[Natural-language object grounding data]
<<<<
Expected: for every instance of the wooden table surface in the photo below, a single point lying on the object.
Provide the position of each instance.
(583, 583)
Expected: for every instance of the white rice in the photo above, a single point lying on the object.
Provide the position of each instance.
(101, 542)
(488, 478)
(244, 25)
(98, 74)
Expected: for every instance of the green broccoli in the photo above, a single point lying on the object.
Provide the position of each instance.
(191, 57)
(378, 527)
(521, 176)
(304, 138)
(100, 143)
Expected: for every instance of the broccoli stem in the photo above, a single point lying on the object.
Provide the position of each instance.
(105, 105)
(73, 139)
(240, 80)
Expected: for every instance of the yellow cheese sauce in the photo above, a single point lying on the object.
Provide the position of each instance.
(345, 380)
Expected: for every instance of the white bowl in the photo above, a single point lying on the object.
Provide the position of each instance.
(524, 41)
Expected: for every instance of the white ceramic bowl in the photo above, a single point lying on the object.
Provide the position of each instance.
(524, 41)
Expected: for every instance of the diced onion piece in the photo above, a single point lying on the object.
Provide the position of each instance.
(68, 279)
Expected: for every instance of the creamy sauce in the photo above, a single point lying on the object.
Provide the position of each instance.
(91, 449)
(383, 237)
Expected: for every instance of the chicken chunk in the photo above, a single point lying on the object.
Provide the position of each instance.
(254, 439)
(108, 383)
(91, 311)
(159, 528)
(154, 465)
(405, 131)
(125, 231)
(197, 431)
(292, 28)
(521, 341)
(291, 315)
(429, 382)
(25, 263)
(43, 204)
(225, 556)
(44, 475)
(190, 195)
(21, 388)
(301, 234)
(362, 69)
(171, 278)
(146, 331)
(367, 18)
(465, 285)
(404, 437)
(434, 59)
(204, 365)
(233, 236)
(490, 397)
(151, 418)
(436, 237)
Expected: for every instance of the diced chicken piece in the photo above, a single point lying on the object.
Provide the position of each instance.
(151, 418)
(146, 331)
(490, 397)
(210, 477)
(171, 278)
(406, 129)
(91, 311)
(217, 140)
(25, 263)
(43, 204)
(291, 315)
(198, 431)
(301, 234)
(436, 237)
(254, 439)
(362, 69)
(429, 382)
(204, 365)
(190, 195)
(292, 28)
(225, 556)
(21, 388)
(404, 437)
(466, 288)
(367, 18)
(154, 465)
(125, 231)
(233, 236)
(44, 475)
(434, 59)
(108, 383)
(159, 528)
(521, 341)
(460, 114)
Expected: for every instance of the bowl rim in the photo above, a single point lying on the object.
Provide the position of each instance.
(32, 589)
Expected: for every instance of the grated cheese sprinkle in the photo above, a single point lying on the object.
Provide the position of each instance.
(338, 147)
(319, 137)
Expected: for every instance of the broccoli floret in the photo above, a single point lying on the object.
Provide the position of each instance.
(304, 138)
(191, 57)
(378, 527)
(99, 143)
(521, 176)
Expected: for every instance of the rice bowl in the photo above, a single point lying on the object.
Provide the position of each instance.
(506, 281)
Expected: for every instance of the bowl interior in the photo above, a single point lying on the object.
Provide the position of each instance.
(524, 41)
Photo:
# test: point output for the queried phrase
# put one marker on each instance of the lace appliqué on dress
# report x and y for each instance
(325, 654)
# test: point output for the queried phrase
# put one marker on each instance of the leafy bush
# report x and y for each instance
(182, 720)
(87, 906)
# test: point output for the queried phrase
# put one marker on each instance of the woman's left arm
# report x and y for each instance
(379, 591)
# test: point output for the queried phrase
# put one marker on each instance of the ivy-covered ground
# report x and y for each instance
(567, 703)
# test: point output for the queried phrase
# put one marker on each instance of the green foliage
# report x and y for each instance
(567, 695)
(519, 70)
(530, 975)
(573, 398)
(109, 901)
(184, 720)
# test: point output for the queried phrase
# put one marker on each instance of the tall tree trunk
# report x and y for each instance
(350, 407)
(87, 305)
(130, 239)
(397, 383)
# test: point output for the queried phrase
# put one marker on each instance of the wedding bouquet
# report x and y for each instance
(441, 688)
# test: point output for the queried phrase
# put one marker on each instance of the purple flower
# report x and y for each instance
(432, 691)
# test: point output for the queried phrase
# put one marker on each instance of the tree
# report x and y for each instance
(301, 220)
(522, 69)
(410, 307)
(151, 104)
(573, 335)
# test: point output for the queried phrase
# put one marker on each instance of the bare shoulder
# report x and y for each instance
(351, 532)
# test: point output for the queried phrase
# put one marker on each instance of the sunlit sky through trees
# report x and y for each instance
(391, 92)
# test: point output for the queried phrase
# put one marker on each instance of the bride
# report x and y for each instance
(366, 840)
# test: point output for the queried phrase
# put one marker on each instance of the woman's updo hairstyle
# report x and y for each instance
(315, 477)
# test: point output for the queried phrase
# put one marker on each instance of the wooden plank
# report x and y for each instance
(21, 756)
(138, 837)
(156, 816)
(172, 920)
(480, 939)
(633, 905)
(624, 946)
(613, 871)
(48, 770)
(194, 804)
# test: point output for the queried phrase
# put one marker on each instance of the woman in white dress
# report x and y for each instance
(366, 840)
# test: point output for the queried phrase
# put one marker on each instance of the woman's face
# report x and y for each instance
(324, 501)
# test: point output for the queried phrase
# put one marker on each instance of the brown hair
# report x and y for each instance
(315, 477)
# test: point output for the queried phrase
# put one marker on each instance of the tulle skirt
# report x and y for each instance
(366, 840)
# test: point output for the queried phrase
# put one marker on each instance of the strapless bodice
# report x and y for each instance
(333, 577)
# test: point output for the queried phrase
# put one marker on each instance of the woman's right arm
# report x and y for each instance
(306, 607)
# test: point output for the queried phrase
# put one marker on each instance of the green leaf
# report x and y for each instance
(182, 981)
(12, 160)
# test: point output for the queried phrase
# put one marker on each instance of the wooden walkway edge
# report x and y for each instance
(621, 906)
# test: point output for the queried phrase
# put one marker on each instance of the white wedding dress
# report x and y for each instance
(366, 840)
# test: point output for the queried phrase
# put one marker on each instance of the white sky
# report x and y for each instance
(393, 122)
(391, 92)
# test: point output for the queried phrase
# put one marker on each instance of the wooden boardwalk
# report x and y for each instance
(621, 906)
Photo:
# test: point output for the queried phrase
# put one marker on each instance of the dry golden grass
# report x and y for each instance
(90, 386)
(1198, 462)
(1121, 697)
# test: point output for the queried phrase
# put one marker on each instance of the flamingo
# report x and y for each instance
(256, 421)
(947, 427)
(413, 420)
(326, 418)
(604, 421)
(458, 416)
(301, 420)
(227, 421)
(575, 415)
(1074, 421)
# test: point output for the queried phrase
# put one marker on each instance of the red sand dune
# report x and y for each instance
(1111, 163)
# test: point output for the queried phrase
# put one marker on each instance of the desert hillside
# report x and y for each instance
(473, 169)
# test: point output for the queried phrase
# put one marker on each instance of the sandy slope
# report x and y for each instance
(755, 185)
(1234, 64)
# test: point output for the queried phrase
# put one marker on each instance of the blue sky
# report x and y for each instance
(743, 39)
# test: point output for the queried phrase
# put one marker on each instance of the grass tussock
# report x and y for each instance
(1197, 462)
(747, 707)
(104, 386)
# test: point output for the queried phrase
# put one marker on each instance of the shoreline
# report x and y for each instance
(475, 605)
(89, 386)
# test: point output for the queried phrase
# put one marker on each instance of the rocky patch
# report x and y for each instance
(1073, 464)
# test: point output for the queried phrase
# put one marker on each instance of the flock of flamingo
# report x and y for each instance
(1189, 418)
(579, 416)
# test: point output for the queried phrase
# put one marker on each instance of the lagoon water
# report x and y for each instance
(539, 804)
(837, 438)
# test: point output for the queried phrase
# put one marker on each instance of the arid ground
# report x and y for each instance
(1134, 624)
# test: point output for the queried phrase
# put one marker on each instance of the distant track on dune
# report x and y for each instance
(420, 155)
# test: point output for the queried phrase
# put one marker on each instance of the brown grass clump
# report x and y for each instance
>>>>
Write out all the data exactly.

Expected: for every instance of the wooden table surface in the photo below, a single point lying on the object.
Provide the position of each instance.
(583, 583)
Expected: for every instance of the white rice in the photo above, a single point lying on the object.
Provide the position of each instance.
(101, 542)
(488, 478)
(244, 25)
(98, 74)
Expected: for every instance of the green broccoli in the photo above, a single point lying on the object.
Provide the position of each instance.
(191, 57)
(378, 527)
(521, 176)
(304, 138)
(100, 143)
Expected: for every instance of the broccoli stem in the photo above, a single point lying on the object.
Provide the position of each instance.
(105, 105)
(73, 139)
(240, 80)
Expected: for every instance of the yellow cheese sauce in the photo above, a single point lying on the object.
Provide the position of each instance.
(345, 380)
Expected: for every instance of the white bowl in the photo above, a single point lying on the object.
Provide the position of each instance.
(524, 41)
Expected: for every instance of the white ceramic bowl in the photo above, a single point lying on the object.
Provide the position of each instance.
(524, 41)
Expected: for every instance of the diced onion piece in the photo above, a single point lying on the object.
Provide the position of each instance.
(68, 279)
Expected: for every instance of the creamy sauce in the photo above, a single point lying on the object.
Provide the position of each instance.
(91, 449)
(383, 237)
Expected: for every instance of the chicken chunk in the photo above, a single point lying on the object.
Provide the position of each instance.
(254, 439)
(108, 383)
(91, 311)
(159, 528)
(154, 465)
(405, 131)
(125, 231)
(197, 431)
(292, 28)
(521, 341)
(291, 315)
(429, 382)
(25, 263)
(43, 204)
(225, 556)
(44, 475)
(190, 195)
(21, 388)
(301, 234)
(362, 69)
(171, 278)
(146, 331)
(367, 18)
(465, 285)
(404, 437)
(434, 59)
(204, 365)
(233, 236)
(490, 397)
(151, 418)
(436, 237)
Expected: for every instance of the diced chicken piece in the photo above, a single point lying on the object.
Provide the position of each instance.
(151, 418)
(146, 331)
(490, 397)
(210, 477)
(171, 278)
(406, 129)
(91, 311)
(217, 140)
(25, 263)
(43, 204)
(291, 315)
(198, 431)
(301, 234)
(436, 237)
(254, 439)
(362, 69)
(429, 382)
(204, 365)
(190, 195)
(292, 28)
(225, 556)
(21, 388)
(404, 437)
(466, 288)
(367, 18)
(154, 465)
(125, 231)
(233, 236)
(44, 475)
(434, 59)
(108, 383)
(159, 528)
(521, 341)
(460, 114)
Expected: for every instance of the bowl rim in the photo above, a single point lying on the object.
Provide the position of each instance.
(32, 589)
Expected: for every instance of the grated cheese sprinkle in the photo above, a single point lying on the object.
Provide the position of each instance.
(338, 147)
(319, 137)
Expected: for every instance of the broccoli floret in the photo above, a single point lying on the object.
Provide the position of each instance.
(304, 138)
(191, 57)
(378, 527)
(99, 143)
(521, 176)
Expected: for every instance of the rice bowl in the photo above, a single point lying on the object.
Provide the position of each instance.
(506, 281)
Expected: for every instance of the bowl interior in the photo above, a single point lying on the object.
Provide the position of each instance.
(524, 41)
Photo:
# test: point output for the queried phrase
# put one marker on each instance of the lace appliqué on dress
# report x and y for each instance
(325, 654)
# test: point output for the queried phrase
# put one marker on each instance of the leafy bush
# report x and y for each instance
(182, 720)
(87, 906)
# test: point output for the queried phrase
# put one marker on each instance of the woman's left arm
# report x and y for each instance
(379, 591)
# test: point output for the queried phrase
# put one marker on each instance of the ivy-covered ground
# report x and y for each instance
(567, 703)
# test: point output for the queried phrase
# put one marker on each instance of the green foliage
# report x and y for each instance
(567, 695)
(519, 70)
(530, 975)
(573, 398)
(109, 901)
(184, 720)
# test: point output for the queried phrase
# put one marker on each instance of the tall tree trunk
# report x and y for each instance
(350, 407)
(87, 305)
(130, 239)
(397, 383)
# test: point output for the queried phrase
# put one marker on each instance of the wedding bouquet
# report x and y for each instance
(441, 688)
# test: point output for the queried phrase
# put one marker on each instance of the purple flower
# report x and y for each instance
(432, 691)
# test: point output for the queried phrase
# put one marker on each instance of the tree
# report x and y for each instance
(301, 220)
(522, 69)
(410, 307)
(151, 104)
(573, 335)
# test: point output for the queried phrase
# put one marker on each instance of the bare shoulder
# report x and y for each instance
(351, 532)
# test: point output for the queried phrase
# put one marker on each instance of the sunlit sky through trees
# report x and y for each instance
(391, 92)
# test: point output for the queried phrase
# put one marker on each instance of the bride
# report x and y for each instance
(366, 840)
# test: point output for the queried phrase
# put one marker on each instance of the woman's updo hairstyle
# report x and y for each instance
(315, 477)
# test: point output for the queried phrase
# put one marker on each instance of the wooden plank
# report x and y for each instance
(21, 756)
(138, 837)
(156, 816)
(172, 920)
(480, 939)
(633, 905)
(624, 946)
(613, 871)
(48, 770)
(194, 804)
# test: point output for the queried phrase
# put one marker on each instance of the woman in white dress
# report x and y for each instance
(366, 840)
# test: point output for the queried phrase
# put one marker on each instance of the woman's face
# report x and y for each instance
(324, 501)
# test: point output for the queried phrase
# put one marker on each instance of the brown hair
# report x and y for each instance
(315, 477)
# test: point output for the queried phrase
# put one marker on each instance of the tulle skirt
# report x and y for each instance
(366, 840)
# test: point output for the queried phrase
# put one marker on each instance of the strapless bodice
# report x and y for each instance
(333, 577)
# test: point output for the queried phrase
# put one marker on each instance of the woman's right arm
# report x and y for each instance
(306, 607)
# test: point output for the queried phrase
# put one marker on each instance of the green leaf
# report x and y for each instance
(182, 981)
(12, 160)
# test: point output for the queried phrase
# put one marker on each instance of the wooden walkway edge
# report x and y for each instance
(621, 906)
# test: point output for the queried phrase
# put one marker on each instance of the white wedding dress
# report x and y for each instance
(366, 840)
# test: point output for the queried phrase
# put one marker on each instance of the white sky
# report x and y for each instance
(393, 122)
(391, 92)
# test: point output for the queried phrase
# put one marker on each instance of the wooden boardwalk
# report x and y for each instance
(621, 906)
Photo:
# test: point output for the queried phrase
# put one marker on each instance of the dry golden grass
# report x and y for each instance
(90, 386)
(1198, 462)
(1121, 697)
# test: point output for the queried phrase
# put one marker on each instance of the flamingo
# report x and y for each instance
(256, 421)
(947, 427)
(413, 420)
(326, 418)
(604, 421)
(458, 416)
(301, 420)
(227, 421)
(575, 415)
(1074, 421)
# test: point output for the queried phrase
# put one marker on each instance of the red sand dune
# report x and y for each instance
(1111, 163)
# test: point output for the queried phrase
# put one marker on each instance of the desert hillside
# report x and y for each instance
(473, 169)
# test: point output for the queried phrase
# put one marker on each instance of the sandy slope
# report x and y for each instance
(755, 185)
(1234, 64)
# test: point output for the queried phrase
# put one marker on each instance of the blue sky
# report x and y for each instance
(743, 39)
# test: point output for the queried phrase
# put one marker on each instance of the grass tussock
# report x and y for each instance
(1197, 462)
(747, 707)
(104, 386)
# test: point output for the queried phrase
# put one marker on each instance of the shoreline
# report x and y for each instance
(475, 605)
(89, 386)
# test: point output for the queried phrase
# put one marker on each instance of the rocky patch
# report x and y for each instance
(1073, 464)
# test: point output for the queried phrase
# put one marker on each instance of the flock of flamingo
# report x and y for each instance
(1189, 418)
(579, 416)
# test: point output for the queried phrase
# put one marker on each instance of the lagoon water
# report x and y for each instance
(539, 804)
(837, 438)
# test: point output for the queried phrase
# put one marker on each instance of the arid ground
# report x and y for each instance
(1134, 624)
# test: point output for the queried phrase
# put one marker on each instance of the distant track on dune
# report x and y for each instance
(420, 155)
# test: point output for the queried phrase
# put one marker on each instance of the brown grass clump
# report x and y for each instance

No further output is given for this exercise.